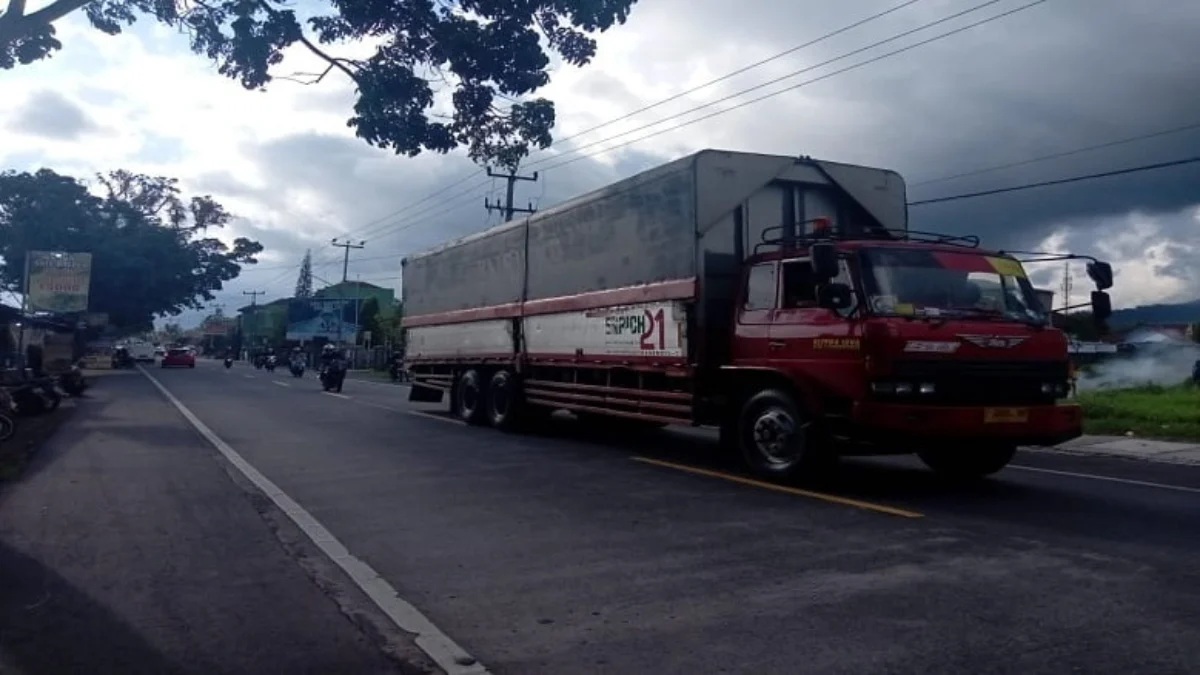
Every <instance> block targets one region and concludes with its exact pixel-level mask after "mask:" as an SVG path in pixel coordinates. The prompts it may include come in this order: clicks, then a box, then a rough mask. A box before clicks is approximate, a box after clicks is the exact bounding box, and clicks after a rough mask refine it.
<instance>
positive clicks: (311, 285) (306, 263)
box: [293, 250, 312, 298]
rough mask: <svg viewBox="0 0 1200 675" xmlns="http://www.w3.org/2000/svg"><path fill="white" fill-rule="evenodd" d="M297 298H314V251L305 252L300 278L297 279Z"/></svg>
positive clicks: (301, 267)
mask: <svg viewBox="0 0 1200 675" xmlns="http://www.w3.org/2000/svg"><path fill="white" fill-rule="evenodd" d="M293 297H295V298H312V251H311V250H308V251H305V252H304V259H302V261H300V276H298V277H296V292H295V294H294V295H293Z"/></svg>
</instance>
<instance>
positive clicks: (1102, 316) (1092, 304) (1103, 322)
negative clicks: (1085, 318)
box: [1092, 291, 1112, 324]
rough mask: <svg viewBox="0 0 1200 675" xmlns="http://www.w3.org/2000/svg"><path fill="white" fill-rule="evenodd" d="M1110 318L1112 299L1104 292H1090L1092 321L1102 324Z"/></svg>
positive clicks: (1099, 291)
mask: <svg viewBox="0 0 1200 675" xmlns="http://www.w3.org/2000/svg"><path fill="white" fill-rule="evenodd" d="M1110 316H1112V298H1109V294H1108V293H1105V292H1104V291H1092V321H1094V322H1096V323H1097V324H1103V323H1104V322H1105V321H1108V319H1109V317H1110Z"/></svg>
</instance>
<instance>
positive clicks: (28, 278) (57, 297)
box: [28, 251, 91, 312]
mask: <svg viewBox="0 0 1200 675" xmlns="http://www.w3.org/2000/svg"><path fill="white" fill-rule="evenodd" d="M28 264H29V277H28V282H29V286H28V289H29V309H30V310H31V311H47V312H85V311H88V291H89V289H90V287H91V253H60V252H54V251H30V252H29V259H28Z"/></svg>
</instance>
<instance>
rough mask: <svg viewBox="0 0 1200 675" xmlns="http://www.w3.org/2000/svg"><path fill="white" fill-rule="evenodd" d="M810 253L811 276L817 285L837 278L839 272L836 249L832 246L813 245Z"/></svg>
mask: <svg viewBox="0 0 1200 675" xmlns="http://www.w3.org/2000/svg"><path fill="white" fill-rule="evenodd" d="M811 253H812V274H814V275H815V276H816V279H817V283H823V282H826V281H829V280H830V279H833V277H835V276H838V273H839V271H840V269H839V267H838V249H835V247H834V245H833V244H814V245H812V251H811Z"/></svg>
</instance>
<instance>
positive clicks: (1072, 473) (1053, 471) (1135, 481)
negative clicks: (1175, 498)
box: [1008, 464, 1200, 495]
mask: <svg viewBox="0 0 1200 675" xmlns="http://www.w3.org/2000/svg"><path fill="white" fill-rule="evenodd" d="M1008 467H1009V468H1019V470H1021V471H1032V472H1034V473H1050V474H1054V476H1069V477H1072V478H1085V479H1087V480H1104V482H1108V483H1123V484H1126V485H1140V486H1142V488H1158V489H1159V490H1174V491H1176V492H1188V494H1192V495H1200V488H1186V486H1183V485H1169V484H1166V483H1151V482H1150V480H1134V479H1133V478H1116V477H1112V476H1097V474H1094V473H1076V472H1074V471H1057V470H1054V468H1039V467H1036V466H1021V465H1016V464H1010V465H1008Z"/></svg>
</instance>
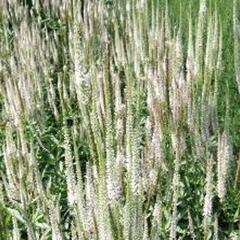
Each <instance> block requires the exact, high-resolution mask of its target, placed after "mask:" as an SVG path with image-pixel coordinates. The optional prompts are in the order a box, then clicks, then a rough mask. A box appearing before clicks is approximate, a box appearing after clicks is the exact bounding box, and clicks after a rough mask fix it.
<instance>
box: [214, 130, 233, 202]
mask: <svg viewBox="0 0 240 240" xmlns="http://www.w3.org/2000/svg"><path fill="white" fill-rule="evenodd" d="M217 158H218V163H217V193H218V197H219V198H220V201H221V202H223V201H224V197H225V194H226V183H227V176H228V171H229V164H230V160H231V145H230V143H229V139H228V135H227V133H226V131H224V132H223V133H222V134H219V136H218V154H217Z"/></svg>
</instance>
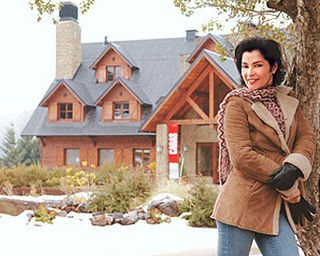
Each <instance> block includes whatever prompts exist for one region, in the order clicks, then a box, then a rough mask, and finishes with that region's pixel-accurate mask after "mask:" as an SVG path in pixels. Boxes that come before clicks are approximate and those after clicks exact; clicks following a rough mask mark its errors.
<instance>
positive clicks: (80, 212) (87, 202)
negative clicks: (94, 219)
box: [75, 202, 89, 213]
mask: <svg viewBox="0 0 320 256" xmlns="http://www.w3.org/2000/svg"><path fill="white" fill-rule="evenodd" d="M88 207H89V203H88V202H83V203H80V204H78V206H77V207H76V209H75V211H76V212H79V213H88Z"/></svg>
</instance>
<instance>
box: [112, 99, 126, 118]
mask: <svg viewBox="0 0 320 256" xmlns="http://www.w3.org/2000/svg"><path fill="white" fill-rule="evenodd" d="M116 104H120V118H116V116H115V114H116ZM125 104H128V108H124V105H125ZM125 111H128V117H124V112H125ZM112 118H113V120H128V119H130V103H129V101H114V102H113V105H112Z"/></svg>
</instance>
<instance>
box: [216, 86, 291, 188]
mask: <svg viewBox="0 0 320 256" xmlns="http://www.w3.org/2000/svg"><path fill="white" fill-rule="evenodd" d="M276 92H277V88H276V87H274V86H268V87H266V88H263V89H258V90H253V91H251V90H249V89H248V88H247V87H243V88H240V89H235V90H233V91H231V92H229V93H228V94H227V95H226V96H225V98H224V100H223V101H222V103H221V104H220V110H219V112H218V115H219V118H218V140H219V176H220V177H219V178H220V182H221V184H222V183H224V182H225V181H226V179H227V177H228V175H229V174H230V172H231V170H232V164H231V161H230V157H229V152H228V148H227V146H226V140H225V135H224V122H223V118H224V112H225V109H226V105H227V103H228V101H229V99H230V98H231V97H232V96H239V97H245V98H249V99H250V100H252V101H253V102H257V101H260V102H261V103H262V104H264V105H265V106H266V108H267V109H268V110H269V111H270V113H271V114H272V115H273V117H274V118H275V120H276V121H277V123H278V125H279V127H280V129H281V131H282V133H283V134H284V133H285V123H284V115H283V112H282V110H281V108H280V106H279V104H278V102H277V98H276Z"/></svg>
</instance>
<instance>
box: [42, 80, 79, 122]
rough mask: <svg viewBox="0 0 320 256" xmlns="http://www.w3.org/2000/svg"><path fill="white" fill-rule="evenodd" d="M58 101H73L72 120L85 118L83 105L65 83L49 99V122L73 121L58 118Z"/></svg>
mask: <svg viewBox="0 0 320 256" xmlns="http://www.w3.org/2000/svg"><path fill="white" fill-rule="evenodd" d="M58 103H73V119H72V121H74V122H83V120H84V118H85V116H84V107H83V105H82V104H81V103H80V102H79V100H78V99H77V98H76V97H75V96H74V95H73V93H72V92H70V90H69V89H68V88H67V87H65V86H64V85H61V86H60V87H59V88H58V89H57V90H56V91H55V92H54V93H53V94H52V95H51V96H50V98H49V99H48V101H47V105H48V121H49V122H56V121H61V122H71V120H58Z"/></svg>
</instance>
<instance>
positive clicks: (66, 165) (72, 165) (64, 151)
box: [64, 148, 81, 166]
mask: <svg viewBox="0 0 320 256" xmlns="http://www.w3.org/2000/svg"><path fill="white" fill-rule="evenodd" d="M68 150H74V151H75V150H77V151H78V153H79V155H78V159H79V162H78V163H77V161H75V164H73V163H71V164H70V163H68V159H67V156H68V153H67V151H68ZM80 162H81V161H80V148H65V149H64V165H66V166H80Z"/></svg>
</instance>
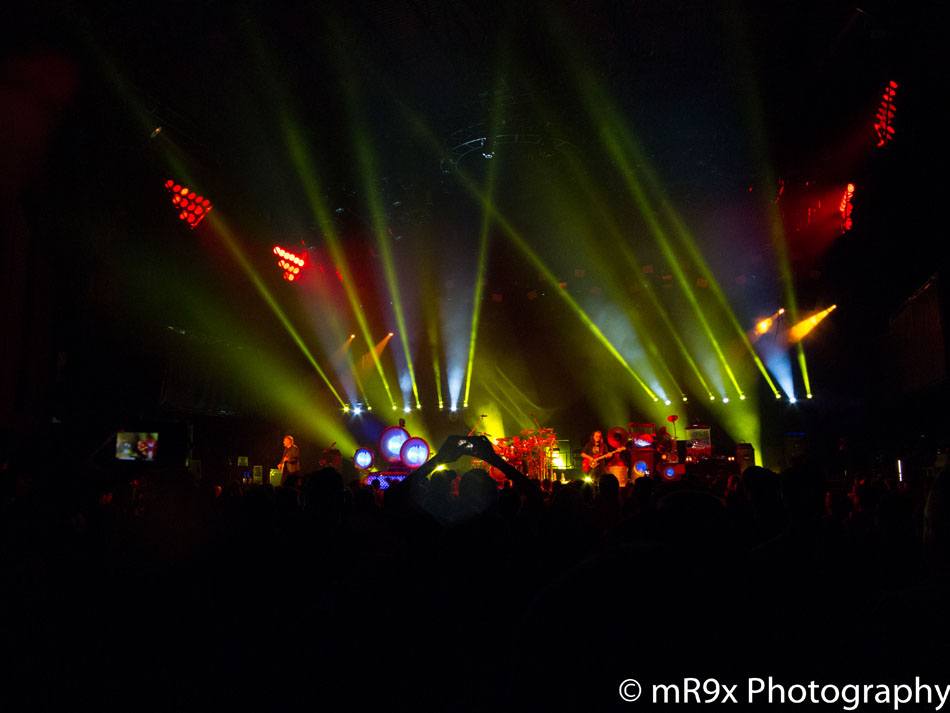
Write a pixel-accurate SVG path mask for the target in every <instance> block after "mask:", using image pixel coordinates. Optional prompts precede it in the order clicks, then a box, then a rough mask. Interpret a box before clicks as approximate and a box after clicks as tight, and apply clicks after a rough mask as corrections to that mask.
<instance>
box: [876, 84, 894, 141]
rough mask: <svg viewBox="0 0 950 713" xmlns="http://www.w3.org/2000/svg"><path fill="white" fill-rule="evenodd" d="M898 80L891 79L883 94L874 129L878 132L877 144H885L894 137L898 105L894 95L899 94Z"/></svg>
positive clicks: (877, 132) (887, 85)
mask: <svg viewBox="0 0 950 713" xmlns="http://www.w3.org/2000/svg"><path fill="white" fill-rule="evenodd" d="M896 90H897V82H895V81H893V80H891V81H890V82H889V83H888V85H887V86H886V87H885V88H884V94H883V95H882V96H881V104H880V106H878V109H877V113H876V114H875V115H874V118H875V119H877V121H875V122H874V130H875V131H876V132H877V138H878V141H877V145H878V146H883V145H884V144H886V143H887V142H888V141H890V140H891V139H893V138H894V126H893V123H894V114H895V113H896V112H897V107H895V106H894V103H893V102H894V97H895V96H896V95H897V91H896Z"/></svg>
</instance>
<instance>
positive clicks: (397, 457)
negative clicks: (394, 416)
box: [379, 426, 409, 463]
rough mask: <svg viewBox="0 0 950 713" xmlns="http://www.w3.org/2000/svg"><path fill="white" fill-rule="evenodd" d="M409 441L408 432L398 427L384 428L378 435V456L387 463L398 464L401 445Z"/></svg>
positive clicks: (399, 457) (390, 427)
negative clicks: (379, 455)
mask: <svg viewBox="0 0 950 713" xmlns="http://www.w3.org/2000/svg"><path fill="white" fill-rule="evenodd" d="M407 440H409V432H408V431H406V429H405V428H401V427H399V426H390V427H389V428H384V429H383V432H382V433H381V434H380V435H379V454H380V455H381V456H382V457H383V460H385V461H386V462H387V463H399V462H400V457H399V451H400V450H401V449H402V444H403V443H405V442H406V441H407Z"/></svg>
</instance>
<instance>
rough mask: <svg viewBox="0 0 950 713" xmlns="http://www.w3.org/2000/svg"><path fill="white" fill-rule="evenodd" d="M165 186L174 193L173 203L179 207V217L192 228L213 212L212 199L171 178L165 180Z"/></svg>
mask: <svg viewBox="0 0 950 713" xmlns="http://www.w3.org/2000/svg"><path fill="white" fill-rule="evenodd" d="M165 188H166V189H168V192H169V193H171V194H172V205H174V206H175V207H176V208H177V209H178V219H179V220H183V221H185V222H186V223H188V225H189V227H191V228H192V229H194V227H195V226H196V225H198V223H200V222H201V221H202V220H204V217H205V216H206V215H208V213H210V212H211V208H212V207H213V206H212V205H211V201H209V200H208V199H207V198H205V197H204V196H202V195H199V194H198V193H196V192H195V191H193V190H191V189H190V188H188V187H187V186H182V185H181V184H180V183H175V181H174V180H172V179H171V178H169V179H168V180H167V181H165Z"/></svg>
════════
Exercise – Only the lines from the first line of the entries through the line containing "box: [1092, 291, 1112, 324]" should be output, exactly as they are, without pictures.

Response –
Every <instance> block targets one region and concludes with its exact pixel-level mask after "mask:" as an SVG path in pixel coordinates. The prompts it may include come in this order: clicks, then a box, then a rough mask. A box before clicks is approximate, a box after clicks is the exact bounding box, and clicks after a rough mask refine it.
<instance>
positive clicks: (311, 285) (306, 263)
box: [293, 250, 312, 298]
rough mask: <svg viewBox="0 0 1200 675" xmlns="http://www.w3.org/2000/svg"><path fill="white" fill-rule="evenodd" d="M297 298H314V251L305 252L300 278L297 279Z"/></svg>
positive clicks: (301, 267)
mask: <svg viewBox="0 0 1200 675" xmlns="http://www.w3.org/2000/svg"><path fill="white" fill-rule="evenodd" d="M293 297H295V298H312V251H311V250H308V251H305V252H304V259H302V261H300V276H298V277H296V292H295V294H294V295H293Z"/></svg>
</instance>
<instance>
positive clicks: (1102, 316) (1092, 304) (1103, 322)
negative clicks: (1085, 318)
box: [1092, 291, 1112, 324]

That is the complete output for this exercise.